Natural-language object grounding data
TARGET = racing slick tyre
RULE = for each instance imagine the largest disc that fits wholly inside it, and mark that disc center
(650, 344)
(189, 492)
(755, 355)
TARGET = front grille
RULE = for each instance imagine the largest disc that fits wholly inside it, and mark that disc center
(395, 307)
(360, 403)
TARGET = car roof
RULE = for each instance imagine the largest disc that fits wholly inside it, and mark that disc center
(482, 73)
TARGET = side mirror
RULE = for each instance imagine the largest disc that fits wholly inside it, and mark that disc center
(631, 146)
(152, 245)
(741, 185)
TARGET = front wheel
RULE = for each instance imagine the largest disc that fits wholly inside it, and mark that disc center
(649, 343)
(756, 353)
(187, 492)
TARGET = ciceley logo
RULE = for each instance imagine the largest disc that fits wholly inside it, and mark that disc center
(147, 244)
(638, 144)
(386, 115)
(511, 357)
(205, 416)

==

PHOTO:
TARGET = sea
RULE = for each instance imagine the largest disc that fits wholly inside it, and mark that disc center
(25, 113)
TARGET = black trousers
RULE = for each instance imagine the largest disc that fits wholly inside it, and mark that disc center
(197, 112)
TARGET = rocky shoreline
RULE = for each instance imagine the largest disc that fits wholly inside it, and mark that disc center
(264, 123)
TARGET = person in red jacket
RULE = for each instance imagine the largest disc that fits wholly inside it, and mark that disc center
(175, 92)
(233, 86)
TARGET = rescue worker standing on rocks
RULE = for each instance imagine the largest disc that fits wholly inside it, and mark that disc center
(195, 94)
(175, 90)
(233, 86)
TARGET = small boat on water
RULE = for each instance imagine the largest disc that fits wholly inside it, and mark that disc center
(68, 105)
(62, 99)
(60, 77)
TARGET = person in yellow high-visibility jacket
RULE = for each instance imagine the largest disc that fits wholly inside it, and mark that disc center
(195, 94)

» **Problem**:
Among the entries above, find the line with "TARGET = front grille" and the line with "TARGET = side mirror"; give again exactly these two lines and all lines between them.

» **Result for this exercise**:
TARGET = front grille
RULE = for each instance imagine the largest disc that fits wholly inside it, and mark that disc center
(395, 307)
(360, 403)
TARGET = car roof
RULE = for each instance imagine the largest disc that fits wholly inside it, and mark that disc center
(482, 73)
TARGET = side mirror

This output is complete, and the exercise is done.